● DO THIS:
Repeat, word for word, every line from the line holding "Mark one point on each instance of the calm" through the final line of the entries below. Skip all pictures.
#### WORKING DATA ####
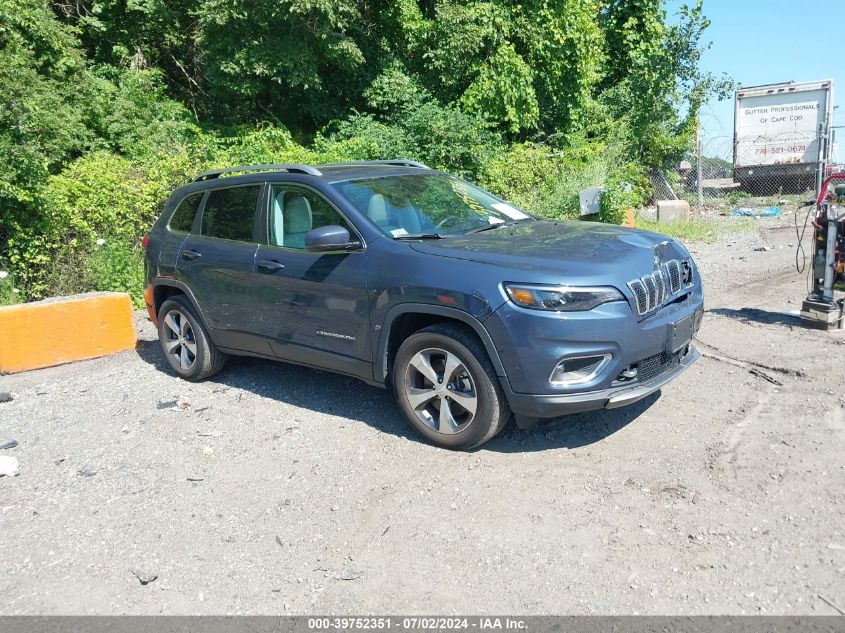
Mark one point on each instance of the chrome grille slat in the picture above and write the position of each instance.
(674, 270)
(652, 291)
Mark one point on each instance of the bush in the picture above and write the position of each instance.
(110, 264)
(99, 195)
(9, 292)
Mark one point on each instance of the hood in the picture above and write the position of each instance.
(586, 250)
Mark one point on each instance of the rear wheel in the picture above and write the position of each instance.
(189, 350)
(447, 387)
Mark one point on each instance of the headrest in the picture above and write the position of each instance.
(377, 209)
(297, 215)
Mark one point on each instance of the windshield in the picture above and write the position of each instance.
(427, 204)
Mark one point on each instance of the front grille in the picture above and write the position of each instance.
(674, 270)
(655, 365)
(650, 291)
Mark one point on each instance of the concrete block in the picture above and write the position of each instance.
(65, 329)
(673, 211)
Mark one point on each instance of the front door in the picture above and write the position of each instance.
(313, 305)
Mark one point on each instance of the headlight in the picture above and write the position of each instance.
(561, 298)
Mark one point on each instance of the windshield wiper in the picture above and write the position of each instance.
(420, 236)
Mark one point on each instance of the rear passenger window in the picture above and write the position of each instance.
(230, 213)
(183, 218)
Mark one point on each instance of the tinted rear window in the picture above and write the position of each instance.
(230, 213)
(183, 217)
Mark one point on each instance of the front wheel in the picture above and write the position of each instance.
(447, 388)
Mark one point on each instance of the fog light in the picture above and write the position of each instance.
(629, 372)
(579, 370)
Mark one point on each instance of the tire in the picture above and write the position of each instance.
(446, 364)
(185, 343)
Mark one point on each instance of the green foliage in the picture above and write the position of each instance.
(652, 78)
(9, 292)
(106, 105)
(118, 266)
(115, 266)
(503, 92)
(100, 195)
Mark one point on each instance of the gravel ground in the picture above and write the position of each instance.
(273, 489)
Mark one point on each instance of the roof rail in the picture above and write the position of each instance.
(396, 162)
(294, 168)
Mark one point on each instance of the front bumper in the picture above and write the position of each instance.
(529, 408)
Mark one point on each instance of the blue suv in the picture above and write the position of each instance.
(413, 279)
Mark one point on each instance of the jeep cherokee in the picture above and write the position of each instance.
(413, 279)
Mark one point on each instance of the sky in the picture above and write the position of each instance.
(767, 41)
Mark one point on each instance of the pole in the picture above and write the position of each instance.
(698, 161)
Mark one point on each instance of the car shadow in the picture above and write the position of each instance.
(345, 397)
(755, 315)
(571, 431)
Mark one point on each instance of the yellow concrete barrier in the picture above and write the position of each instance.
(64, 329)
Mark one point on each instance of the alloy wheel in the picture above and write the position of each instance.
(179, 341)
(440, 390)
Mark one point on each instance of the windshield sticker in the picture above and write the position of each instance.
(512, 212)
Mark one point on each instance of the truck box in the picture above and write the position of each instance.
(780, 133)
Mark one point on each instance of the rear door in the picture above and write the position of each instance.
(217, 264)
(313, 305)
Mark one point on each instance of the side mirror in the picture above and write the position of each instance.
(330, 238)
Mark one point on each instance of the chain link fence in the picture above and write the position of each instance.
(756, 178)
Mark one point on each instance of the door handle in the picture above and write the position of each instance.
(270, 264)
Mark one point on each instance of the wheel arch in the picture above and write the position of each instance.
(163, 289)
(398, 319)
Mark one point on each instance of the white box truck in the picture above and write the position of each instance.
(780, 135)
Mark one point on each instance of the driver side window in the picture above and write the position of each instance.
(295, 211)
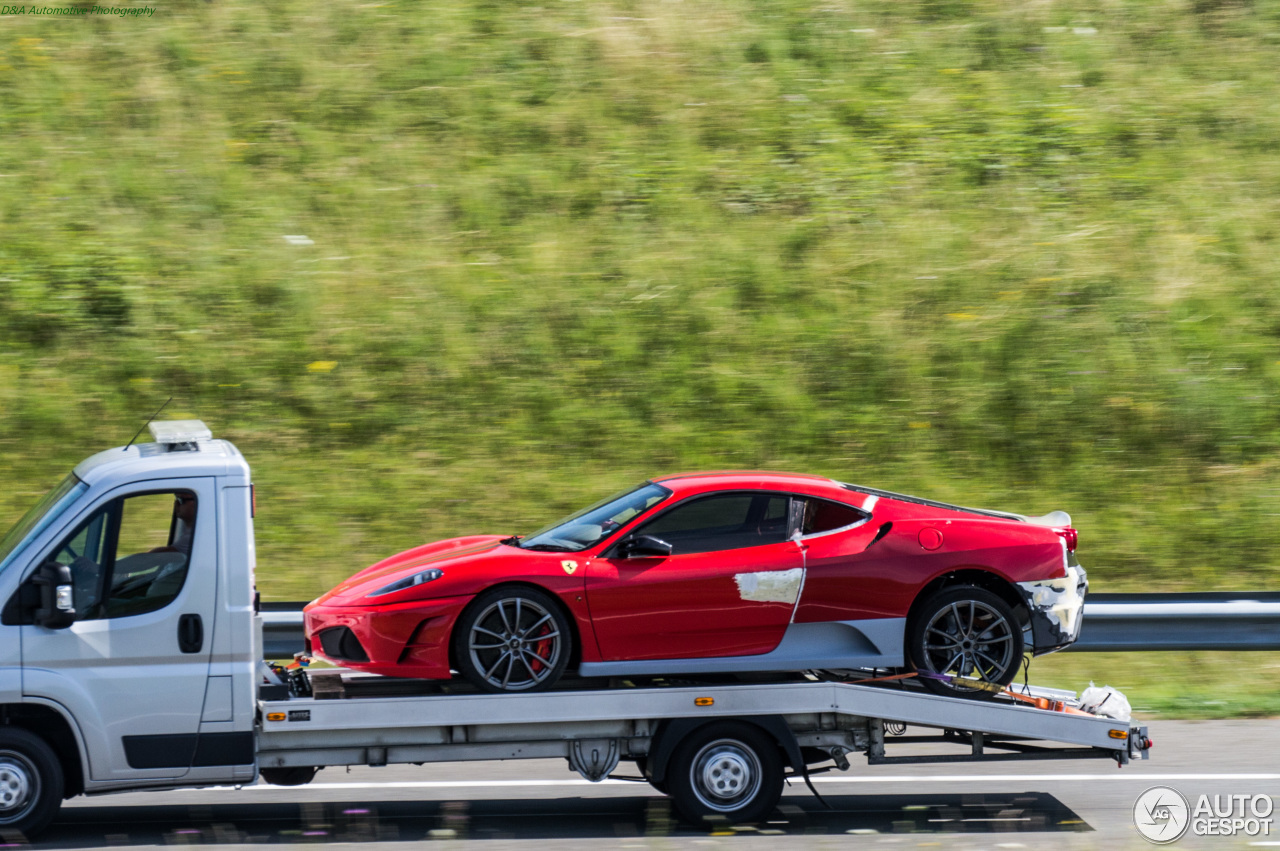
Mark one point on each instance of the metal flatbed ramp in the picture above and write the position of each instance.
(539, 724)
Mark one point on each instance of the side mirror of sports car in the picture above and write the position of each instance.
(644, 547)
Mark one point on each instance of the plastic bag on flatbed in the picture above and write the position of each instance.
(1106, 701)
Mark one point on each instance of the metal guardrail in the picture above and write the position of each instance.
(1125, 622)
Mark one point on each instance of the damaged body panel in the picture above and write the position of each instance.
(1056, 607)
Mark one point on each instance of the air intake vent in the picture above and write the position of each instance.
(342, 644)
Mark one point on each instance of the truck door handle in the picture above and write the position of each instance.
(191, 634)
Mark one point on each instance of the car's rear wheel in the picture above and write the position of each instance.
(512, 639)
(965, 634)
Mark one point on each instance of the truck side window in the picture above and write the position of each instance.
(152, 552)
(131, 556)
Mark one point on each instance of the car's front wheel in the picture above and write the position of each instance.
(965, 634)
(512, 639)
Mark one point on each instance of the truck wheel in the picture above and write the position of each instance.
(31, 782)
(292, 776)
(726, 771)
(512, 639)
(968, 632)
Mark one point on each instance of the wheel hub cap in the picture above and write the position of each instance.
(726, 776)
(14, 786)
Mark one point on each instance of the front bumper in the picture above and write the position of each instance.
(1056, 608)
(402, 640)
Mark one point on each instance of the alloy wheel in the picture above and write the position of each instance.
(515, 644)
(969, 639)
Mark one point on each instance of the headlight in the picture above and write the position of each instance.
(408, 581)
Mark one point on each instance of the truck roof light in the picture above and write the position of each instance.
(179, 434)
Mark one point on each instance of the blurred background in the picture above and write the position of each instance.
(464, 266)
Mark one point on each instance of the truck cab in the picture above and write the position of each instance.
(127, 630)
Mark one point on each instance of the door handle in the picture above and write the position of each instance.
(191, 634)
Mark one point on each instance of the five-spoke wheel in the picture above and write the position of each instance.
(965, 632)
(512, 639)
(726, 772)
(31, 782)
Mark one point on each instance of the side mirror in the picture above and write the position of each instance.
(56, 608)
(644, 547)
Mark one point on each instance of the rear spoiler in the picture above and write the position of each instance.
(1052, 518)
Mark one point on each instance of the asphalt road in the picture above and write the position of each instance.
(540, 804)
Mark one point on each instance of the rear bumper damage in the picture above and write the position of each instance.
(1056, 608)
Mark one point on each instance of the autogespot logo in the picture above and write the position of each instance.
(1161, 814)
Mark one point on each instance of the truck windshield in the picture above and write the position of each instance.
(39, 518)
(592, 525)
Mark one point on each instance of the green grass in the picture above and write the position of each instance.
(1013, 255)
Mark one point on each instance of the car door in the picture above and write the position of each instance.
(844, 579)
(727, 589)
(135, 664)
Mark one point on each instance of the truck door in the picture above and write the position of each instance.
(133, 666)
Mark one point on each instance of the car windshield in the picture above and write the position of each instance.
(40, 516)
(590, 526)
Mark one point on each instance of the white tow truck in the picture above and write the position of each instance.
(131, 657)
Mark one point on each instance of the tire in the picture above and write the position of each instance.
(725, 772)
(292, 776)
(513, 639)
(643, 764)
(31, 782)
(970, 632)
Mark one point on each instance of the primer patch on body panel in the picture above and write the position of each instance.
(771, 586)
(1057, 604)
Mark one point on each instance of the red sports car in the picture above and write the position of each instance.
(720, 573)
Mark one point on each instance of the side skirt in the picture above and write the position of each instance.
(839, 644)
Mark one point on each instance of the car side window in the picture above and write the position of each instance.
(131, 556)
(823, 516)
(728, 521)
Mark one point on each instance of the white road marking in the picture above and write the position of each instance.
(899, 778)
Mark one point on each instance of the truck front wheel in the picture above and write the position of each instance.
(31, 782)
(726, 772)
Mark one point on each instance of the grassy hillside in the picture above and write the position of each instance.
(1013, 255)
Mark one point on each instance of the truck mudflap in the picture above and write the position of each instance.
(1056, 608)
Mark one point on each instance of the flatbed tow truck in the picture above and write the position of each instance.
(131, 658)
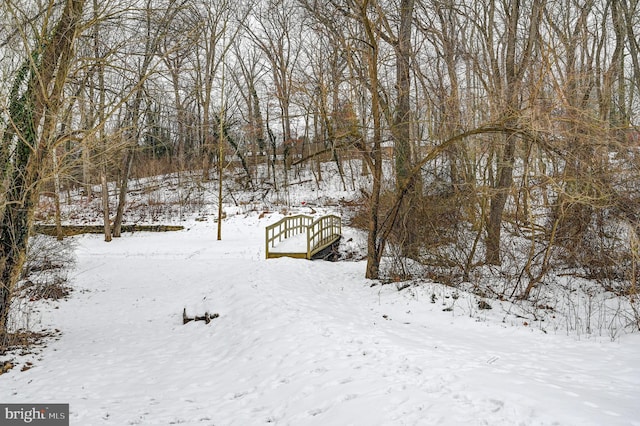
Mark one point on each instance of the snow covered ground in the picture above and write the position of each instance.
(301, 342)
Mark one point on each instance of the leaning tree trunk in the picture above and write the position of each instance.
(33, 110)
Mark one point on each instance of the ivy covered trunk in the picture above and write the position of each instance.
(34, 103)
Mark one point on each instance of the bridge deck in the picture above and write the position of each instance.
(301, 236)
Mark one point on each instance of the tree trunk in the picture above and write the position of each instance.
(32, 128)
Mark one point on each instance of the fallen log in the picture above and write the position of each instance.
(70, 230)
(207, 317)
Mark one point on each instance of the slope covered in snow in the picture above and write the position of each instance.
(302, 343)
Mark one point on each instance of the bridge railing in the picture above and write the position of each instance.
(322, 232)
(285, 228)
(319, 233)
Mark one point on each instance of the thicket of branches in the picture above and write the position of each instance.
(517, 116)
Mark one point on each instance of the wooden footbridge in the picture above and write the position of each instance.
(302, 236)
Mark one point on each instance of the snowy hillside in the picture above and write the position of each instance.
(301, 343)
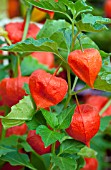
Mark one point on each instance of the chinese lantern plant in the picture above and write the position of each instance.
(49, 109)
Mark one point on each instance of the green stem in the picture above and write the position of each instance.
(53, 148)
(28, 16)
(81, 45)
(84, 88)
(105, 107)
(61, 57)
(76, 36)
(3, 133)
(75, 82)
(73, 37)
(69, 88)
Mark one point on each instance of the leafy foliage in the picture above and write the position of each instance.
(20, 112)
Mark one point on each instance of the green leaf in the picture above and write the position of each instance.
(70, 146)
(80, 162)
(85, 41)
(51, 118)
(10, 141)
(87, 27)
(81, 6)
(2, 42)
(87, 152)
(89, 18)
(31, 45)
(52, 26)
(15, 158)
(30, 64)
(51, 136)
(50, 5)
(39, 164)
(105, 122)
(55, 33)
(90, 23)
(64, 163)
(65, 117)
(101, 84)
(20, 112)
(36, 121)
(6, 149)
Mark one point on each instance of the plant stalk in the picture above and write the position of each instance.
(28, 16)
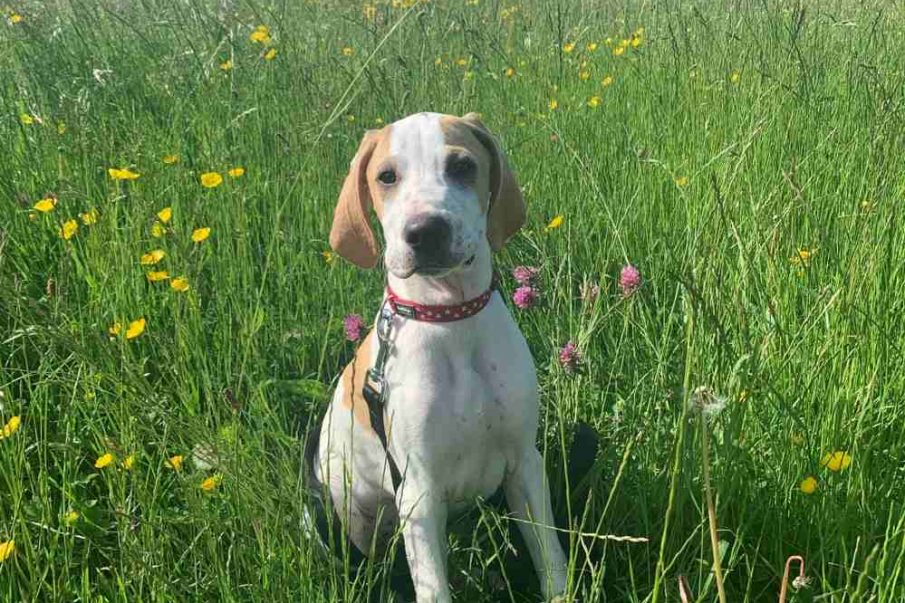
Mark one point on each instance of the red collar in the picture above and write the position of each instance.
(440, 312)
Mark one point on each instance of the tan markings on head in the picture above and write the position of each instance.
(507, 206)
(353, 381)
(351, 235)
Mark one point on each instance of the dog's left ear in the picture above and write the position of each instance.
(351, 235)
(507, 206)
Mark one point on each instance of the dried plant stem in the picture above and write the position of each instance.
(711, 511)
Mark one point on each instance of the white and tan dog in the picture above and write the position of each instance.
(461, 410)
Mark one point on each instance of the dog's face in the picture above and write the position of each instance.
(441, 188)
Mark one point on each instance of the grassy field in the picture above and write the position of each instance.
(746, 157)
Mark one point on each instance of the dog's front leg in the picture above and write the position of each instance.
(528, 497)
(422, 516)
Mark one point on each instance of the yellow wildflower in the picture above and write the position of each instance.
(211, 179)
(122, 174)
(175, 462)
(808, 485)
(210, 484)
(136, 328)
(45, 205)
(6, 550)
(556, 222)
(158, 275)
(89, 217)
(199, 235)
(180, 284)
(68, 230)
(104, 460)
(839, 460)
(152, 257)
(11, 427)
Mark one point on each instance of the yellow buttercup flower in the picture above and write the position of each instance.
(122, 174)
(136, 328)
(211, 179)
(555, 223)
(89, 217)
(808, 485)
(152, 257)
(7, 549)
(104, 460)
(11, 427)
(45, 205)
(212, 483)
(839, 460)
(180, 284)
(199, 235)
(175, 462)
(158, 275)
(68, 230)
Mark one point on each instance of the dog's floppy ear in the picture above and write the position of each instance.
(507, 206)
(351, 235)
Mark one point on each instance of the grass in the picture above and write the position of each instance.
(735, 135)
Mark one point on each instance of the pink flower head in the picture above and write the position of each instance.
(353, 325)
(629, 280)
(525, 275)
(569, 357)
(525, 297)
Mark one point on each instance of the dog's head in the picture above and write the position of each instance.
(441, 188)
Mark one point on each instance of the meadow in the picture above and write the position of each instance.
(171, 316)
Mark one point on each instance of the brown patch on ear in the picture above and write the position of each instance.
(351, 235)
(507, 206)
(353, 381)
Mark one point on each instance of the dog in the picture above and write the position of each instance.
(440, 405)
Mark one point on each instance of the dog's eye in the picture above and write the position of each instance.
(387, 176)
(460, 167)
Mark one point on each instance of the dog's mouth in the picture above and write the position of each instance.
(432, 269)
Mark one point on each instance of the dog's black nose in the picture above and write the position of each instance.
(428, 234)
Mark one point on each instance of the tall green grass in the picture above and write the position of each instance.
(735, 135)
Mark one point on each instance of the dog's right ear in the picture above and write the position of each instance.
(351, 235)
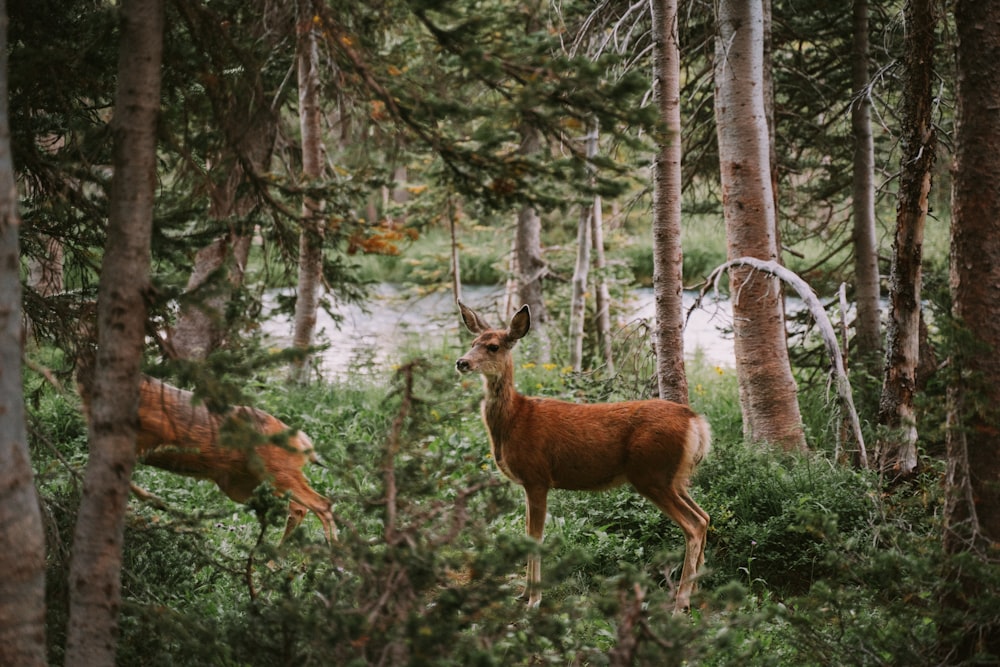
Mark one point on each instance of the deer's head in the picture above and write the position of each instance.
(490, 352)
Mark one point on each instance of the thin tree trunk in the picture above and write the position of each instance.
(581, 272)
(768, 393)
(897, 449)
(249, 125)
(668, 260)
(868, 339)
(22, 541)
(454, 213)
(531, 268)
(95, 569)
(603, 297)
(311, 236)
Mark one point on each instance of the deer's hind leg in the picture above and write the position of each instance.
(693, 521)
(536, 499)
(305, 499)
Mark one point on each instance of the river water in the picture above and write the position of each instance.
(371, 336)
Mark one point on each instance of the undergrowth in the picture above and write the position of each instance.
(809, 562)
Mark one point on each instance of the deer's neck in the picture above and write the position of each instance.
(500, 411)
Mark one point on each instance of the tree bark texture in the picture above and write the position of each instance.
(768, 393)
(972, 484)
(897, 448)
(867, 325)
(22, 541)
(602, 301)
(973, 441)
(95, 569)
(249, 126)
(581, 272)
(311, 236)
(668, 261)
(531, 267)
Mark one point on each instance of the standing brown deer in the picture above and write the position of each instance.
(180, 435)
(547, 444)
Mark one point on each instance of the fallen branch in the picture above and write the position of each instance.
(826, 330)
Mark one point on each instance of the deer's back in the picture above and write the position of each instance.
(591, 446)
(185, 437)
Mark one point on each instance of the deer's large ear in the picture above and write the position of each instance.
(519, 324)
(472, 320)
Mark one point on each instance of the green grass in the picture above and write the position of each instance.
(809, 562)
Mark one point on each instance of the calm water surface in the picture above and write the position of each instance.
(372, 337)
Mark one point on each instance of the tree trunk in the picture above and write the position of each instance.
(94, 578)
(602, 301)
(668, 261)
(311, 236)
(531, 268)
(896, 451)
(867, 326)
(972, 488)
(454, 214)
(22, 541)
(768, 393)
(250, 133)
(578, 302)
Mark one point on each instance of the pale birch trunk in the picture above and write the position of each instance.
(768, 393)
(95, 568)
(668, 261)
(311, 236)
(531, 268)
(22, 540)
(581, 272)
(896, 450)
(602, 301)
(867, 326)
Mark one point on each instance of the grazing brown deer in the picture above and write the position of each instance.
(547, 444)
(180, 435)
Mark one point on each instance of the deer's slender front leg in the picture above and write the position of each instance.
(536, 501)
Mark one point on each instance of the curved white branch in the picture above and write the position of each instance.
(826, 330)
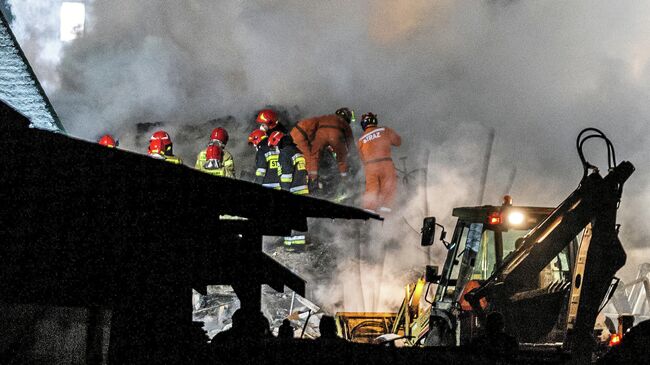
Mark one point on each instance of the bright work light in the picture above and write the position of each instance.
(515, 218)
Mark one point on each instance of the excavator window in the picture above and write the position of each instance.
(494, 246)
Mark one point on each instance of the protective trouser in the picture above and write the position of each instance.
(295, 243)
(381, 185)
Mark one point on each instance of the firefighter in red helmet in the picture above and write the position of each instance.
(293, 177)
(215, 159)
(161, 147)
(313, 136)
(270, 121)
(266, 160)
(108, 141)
####
● FINISHED EXERCISE:
Mark one point on each instance of the calm water surface in the picture above and write the position of each instance.
(372, 337)
Mark one point on each instance of the tree trunk in the picture above and write the position of each instance.
(94, 578)
(602, 301)
(668, 261)
(311, 236)
(531, 268)
(896, 451)
(867, 326)
(972, 488)
(454, 214)
(22, 541)
(768, 393)
(250, 133)
(578, 302)
Mark one point on each instance of the pale birch trunk in the picture above and write the position of each instance.
(768, 393)
(95, 568)
(668, 261)
(311, 236)
(531, 268)
(22, 540)
(581, 272)
(896, 450)
(602, 301)
(867, 326)
Mark one point on each instance of the grazing brown deer in the picture above and write the position of each instance.
(547, 444)
(180, 435)
Mark one point on each instance of the deer's slender front leg in the picture above and write the position of each instance.
(536, 501)
Mark one point on each instance of the curved white branch in the picture above and write the position of each instance.
(826, 330)
Mark one point on each instance of the bright work light in the picture above and write the position of each instance.
(515, 218)
Mark one point on each instance of the excavator window in the picture above and write the position of each instance.
(494, 246)
Mark one point on each instance of the protective trouser in the picture above and write the position of each instance.
(295, 243)
(381, 185)
Mark one point on each instance of the firefighter in red helmet in the picture above and write the position of each instance.
(293, 177)
(215, 159)
(161, 147)
(313, 136)
(270, 121)
(266, 160)
(108, 141)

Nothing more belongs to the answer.